**Task goal:** In each of the records, swap "catcher's mask" for "batting helmet" and keep every other line as it is. Do not include the pictures in what you return.

Location labeling records:

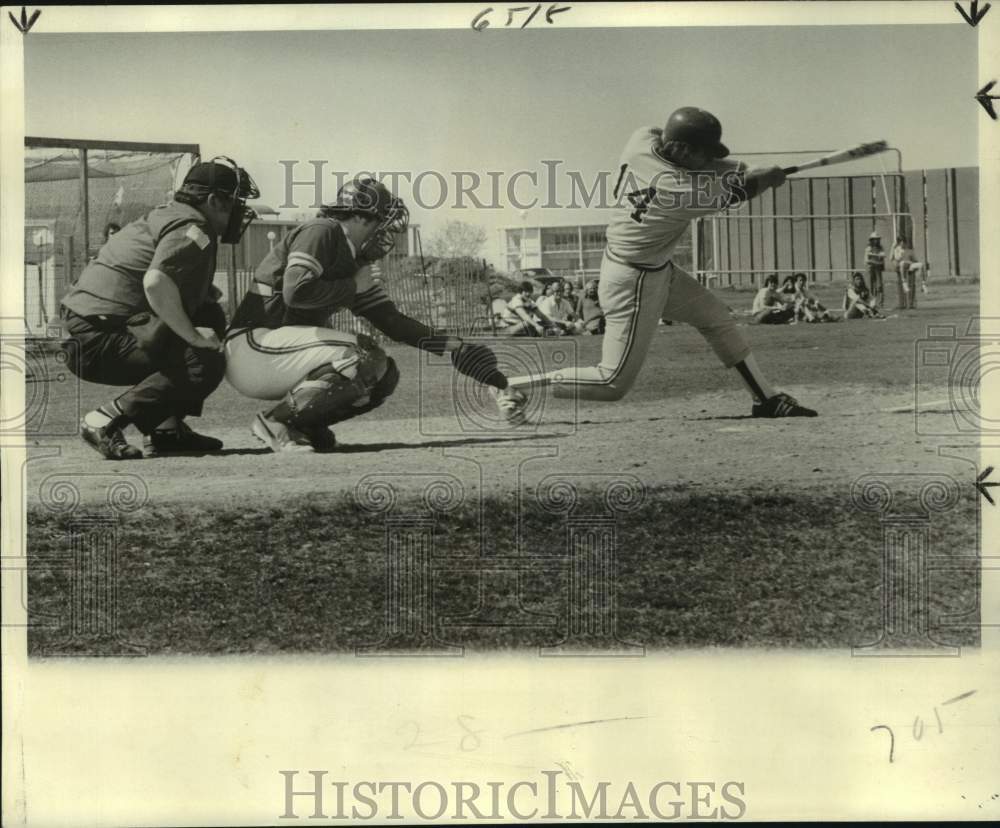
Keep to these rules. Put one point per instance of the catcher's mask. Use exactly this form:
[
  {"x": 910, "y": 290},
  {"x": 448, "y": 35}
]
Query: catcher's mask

**Reply:**
Keep to these rules. Put one point per instance of the batting helmet. Use exactly this form:
[
  {"x": 910, "y": 290},
  {"x": 448, "y": 35}
]
Query: batting helmet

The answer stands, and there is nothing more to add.